What to produce: Gather every line of the items below that contains the word "dirt", and list those lines in the order they appear.

Task data:
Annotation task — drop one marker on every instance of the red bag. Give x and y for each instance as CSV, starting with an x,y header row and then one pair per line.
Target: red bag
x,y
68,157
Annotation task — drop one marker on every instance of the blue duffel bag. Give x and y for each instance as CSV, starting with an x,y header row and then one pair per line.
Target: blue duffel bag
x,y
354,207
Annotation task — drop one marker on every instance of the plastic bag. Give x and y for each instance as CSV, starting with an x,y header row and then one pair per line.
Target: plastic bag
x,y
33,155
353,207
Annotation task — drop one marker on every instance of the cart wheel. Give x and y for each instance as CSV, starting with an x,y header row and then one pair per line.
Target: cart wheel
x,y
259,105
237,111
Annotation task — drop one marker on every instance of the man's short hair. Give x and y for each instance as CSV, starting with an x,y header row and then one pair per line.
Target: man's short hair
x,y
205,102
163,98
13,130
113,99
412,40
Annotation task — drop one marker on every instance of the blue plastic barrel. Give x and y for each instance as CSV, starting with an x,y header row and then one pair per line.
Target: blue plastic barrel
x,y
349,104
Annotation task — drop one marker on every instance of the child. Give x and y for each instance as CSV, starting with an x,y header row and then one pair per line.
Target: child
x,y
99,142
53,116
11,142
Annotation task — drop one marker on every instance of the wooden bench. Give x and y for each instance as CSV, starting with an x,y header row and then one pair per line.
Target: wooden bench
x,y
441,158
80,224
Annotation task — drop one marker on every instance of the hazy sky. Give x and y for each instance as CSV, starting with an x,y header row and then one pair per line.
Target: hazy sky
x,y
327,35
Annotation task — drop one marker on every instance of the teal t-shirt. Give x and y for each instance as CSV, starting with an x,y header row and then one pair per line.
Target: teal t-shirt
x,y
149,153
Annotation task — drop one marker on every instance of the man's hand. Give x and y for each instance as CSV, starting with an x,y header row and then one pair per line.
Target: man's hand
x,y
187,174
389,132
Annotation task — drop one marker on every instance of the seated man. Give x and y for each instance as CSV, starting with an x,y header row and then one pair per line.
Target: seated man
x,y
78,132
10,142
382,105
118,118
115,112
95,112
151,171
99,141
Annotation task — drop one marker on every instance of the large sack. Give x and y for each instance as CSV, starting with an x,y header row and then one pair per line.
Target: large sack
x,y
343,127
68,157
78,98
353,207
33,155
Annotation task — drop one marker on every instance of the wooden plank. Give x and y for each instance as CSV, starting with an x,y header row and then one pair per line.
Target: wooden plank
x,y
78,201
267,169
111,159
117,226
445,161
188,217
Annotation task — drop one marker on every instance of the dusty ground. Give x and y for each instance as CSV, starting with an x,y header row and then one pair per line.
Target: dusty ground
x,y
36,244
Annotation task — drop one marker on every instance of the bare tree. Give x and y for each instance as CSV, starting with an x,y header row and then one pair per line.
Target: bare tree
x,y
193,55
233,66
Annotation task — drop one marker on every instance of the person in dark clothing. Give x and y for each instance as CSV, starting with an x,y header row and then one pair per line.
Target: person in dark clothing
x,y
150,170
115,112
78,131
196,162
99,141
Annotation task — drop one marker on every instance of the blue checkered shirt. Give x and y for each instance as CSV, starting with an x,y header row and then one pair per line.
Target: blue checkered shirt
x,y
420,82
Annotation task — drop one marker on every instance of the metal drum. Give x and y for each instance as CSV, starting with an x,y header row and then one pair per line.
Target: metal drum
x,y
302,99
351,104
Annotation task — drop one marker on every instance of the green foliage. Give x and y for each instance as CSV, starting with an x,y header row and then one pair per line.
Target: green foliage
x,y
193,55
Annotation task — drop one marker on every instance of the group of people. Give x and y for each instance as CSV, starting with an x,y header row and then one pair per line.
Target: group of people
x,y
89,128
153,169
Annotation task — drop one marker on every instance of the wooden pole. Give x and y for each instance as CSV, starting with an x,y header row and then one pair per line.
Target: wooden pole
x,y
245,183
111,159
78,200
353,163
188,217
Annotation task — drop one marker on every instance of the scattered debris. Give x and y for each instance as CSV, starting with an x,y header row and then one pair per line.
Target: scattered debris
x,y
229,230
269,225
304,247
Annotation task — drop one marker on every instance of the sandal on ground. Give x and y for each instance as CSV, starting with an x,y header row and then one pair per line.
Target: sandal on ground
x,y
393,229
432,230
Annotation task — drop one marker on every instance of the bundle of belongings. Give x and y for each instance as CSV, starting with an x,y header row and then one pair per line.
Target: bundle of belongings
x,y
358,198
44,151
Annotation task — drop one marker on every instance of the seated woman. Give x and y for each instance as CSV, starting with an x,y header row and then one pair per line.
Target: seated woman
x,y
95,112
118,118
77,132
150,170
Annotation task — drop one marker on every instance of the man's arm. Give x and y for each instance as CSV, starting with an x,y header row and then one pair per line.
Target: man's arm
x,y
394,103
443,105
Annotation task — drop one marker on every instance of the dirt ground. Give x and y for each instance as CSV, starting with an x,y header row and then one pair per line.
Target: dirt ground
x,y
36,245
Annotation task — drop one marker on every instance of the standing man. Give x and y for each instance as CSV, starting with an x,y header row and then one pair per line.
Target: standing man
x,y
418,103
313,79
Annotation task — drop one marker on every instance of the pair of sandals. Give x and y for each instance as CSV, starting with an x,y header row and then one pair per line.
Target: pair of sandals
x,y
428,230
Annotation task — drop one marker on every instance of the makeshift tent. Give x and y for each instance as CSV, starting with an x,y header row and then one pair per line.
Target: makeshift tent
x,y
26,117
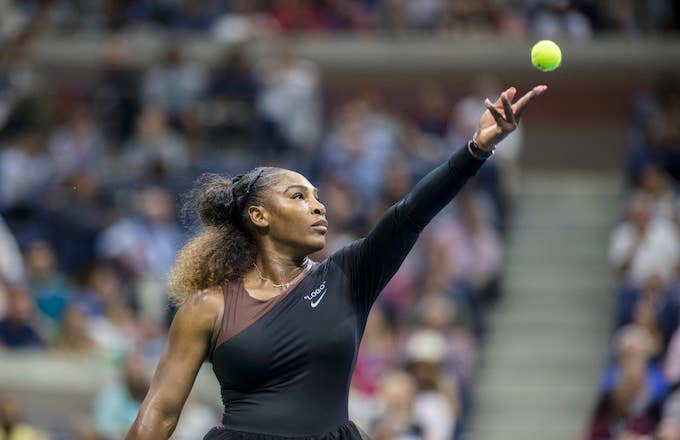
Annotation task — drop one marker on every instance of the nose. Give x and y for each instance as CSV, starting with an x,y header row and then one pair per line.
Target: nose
x,y
319,208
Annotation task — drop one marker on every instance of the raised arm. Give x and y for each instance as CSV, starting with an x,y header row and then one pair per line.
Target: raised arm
x,y
372,261
189,342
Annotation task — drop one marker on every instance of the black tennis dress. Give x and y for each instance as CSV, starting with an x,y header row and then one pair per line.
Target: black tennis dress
x,y
287,375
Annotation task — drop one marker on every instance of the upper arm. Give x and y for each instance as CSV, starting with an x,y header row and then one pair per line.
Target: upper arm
x,y
370,263
189,342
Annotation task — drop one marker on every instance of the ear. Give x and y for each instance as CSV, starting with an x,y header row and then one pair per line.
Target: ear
x,y
259,216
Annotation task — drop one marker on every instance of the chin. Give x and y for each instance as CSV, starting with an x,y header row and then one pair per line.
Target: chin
x,y
317,245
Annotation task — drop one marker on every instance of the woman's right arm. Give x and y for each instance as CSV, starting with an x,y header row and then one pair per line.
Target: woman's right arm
x,y
189,342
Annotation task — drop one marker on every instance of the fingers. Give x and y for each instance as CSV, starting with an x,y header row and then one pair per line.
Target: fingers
x,y
509,114
521,104
494,112
510,92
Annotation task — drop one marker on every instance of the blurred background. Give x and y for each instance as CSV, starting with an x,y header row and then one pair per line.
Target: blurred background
x,y
543,303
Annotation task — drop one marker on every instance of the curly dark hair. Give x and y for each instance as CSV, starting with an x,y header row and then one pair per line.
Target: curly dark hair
x,y
224,247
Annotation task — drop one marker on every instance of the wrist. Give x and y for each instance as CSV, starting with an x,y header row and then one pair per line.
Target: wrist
x,y
482,145
478,152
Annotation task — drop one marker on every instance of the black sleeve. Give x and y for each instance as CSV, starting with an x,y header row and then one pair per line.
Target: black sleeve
x,y
370,262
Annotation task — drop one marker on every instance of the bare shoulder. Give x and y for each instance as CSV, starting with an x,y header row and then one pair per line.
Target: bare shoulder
x,y
201,309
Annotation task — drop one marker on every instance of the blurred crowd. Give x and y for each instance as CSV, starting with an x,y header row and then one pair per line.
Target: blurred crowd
x,y
232,19
92,169
639,395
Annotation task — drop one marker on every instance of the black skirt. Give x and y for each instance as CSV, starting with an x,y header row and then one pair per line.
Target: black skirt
x,y
348,431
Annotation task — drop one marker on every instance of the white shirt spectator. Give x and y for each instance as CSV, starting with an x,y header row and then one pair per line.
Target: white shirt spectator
x,y
11,261
290,97
656,252
434,413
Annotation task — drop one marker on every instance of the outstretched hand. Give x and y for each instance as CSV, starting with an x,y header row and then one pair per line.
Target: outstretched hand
x,y
502,117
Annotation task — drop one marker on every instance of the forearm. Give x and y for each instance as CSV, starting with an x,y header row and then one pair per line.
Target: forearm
x,y
152,424
438,187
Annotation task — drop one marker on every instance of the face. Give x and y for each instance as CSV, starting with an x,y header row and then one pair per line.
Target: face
x,y
293,216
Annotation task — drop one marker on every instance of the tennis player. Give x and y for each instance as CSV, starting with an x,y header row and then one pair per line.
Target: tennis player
x,y
283,332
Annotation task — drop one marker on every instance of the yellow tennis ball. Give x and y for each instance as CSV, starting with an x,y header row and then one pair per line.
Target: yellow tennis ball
x,y
546,55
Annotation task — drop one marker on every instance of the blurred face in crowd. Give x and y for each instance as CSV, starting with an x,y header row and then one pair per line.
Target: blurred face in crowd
x,y
640,211
654,180
136,377
654,286
10,412
293,216
41,259
668,430
397,390
152,124
20,306
156,206
635,344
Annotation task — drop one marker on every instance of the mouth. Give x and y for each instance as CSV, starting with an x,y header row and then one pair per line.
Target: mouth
x,y
321,226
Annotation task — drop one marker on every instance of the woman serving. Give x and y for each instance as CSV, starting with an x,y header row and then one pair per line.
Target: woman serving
x,y
281,331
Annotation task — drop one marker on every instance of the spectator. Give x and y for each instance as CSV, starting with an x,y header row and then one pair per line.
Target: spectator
x,y
17,330
361,142
376,354
11,264
11,425
24,170
116,95
436,404
49,286
632,390
396,419
652,305
118,402
78,143
643,245
156,153
474,247
289,101
175,85
229,105
74,336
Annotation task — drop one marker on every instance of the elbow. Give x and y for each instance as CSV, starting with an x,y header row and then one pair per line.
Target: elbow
x,y
153,425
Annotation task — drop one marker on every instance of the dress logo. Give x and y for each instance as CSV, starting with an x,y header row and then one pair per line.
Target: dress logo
x,y
316,296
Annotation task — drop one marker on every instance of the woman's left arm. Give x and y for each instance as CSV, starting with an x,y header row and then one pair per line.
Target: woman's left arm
x,y
373,260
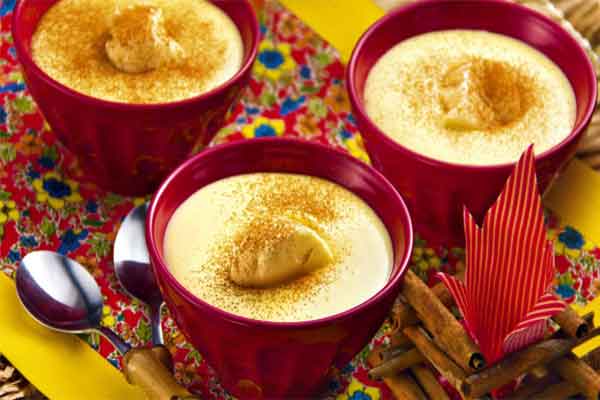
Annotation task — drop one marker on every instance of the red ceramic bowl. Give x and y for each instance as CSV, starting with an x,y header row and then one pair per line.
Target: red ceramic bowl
x,y
435,191
130,148
275,359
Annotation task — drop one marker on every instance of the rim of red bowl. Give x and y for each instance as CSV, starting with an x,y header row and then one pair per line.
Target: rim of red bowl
x,y
401,262
26,58
359,108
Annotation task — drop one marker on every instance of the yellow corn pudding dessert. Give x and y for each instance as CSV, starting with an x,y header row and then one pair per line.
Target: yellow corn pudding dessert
x,y
138,51
469,97
278,247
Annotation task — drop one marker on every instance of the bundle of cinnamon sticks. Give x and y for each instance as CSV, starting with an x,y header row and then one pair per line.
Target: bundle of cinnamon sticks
x,y
428,342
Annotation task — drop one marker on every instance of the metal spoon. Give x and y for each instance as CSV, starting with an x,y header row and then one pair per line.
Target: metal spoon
x,y
62,295
133,270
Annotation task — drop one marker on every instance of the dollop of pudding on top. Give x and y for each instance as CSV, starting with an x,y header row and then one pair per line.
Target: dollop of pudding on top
x,y
139,41
276,249
138,51
483,94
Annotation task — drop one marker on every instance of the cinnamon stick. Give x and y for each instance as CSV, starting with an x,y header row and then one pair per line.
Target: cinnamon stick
x,y
518,363
402,386
399,339
571,323
444,365
429,382
397,364
404,315
557,391
575,371
392,352
447,331
531,387
593,359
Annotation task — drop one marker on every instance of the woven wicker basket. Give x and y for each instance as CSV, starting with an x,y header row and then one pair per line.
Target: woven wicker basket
x,y
582,19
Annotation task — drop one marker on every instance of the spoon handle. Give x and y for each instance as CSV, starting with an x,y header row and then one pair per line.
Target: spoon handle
x,y
116,341
143,368
157,335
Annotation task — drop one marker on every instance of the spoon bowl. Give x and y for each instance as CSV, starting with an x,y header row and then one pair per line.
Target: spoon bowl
x,y
62,295
133,269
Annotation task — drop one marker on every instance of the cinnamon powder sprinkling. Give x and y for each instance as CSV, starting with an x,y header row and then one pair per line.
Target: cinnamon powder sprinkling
x,y
403,90
69,45
262,202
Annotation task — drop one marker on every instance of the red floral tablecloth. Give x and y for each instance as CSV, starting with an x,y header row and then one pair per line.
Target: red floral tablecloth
x,y
297,90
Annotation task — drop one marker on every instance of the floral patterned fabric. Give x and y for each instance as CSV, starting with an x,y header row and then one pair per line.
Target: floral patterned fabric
x,y
297,90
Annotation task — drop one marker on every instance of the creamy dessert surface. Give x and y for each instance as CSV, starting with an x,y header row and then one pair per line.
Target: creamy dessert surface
x,y
469,97
138,51
219,225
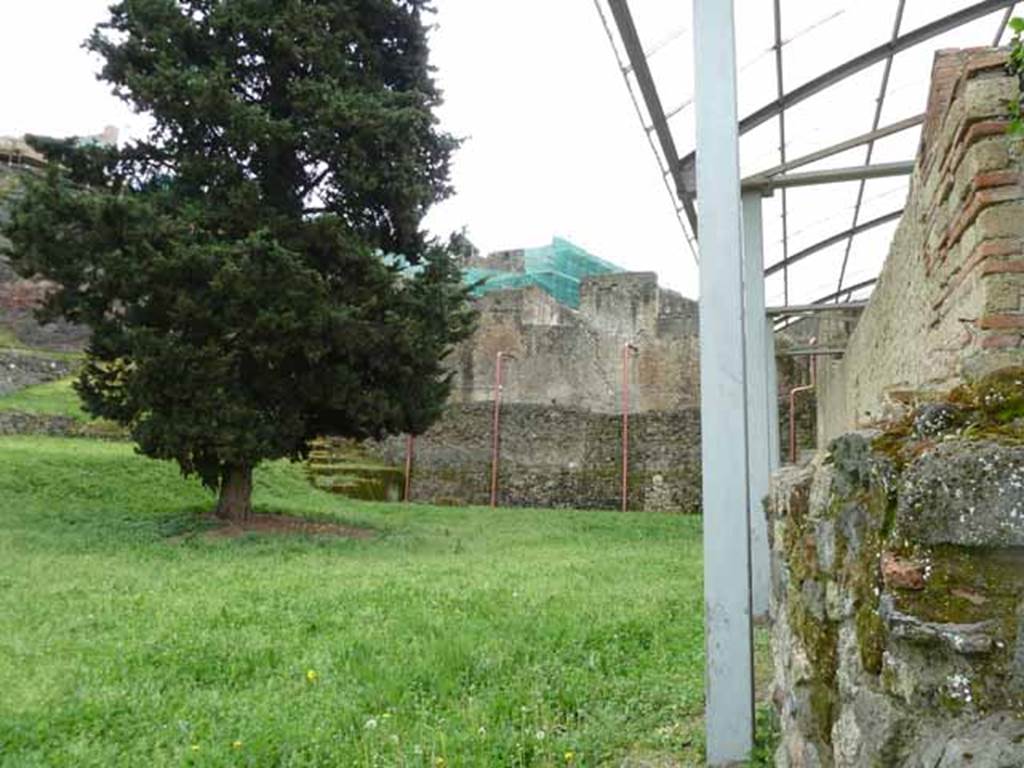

Written response:
Annotation task — drop one marker on every instance of the dirt ground. Give x and y for each instance as CSV, starting with an x,y header row and then one pair per line.
Target: dirt ground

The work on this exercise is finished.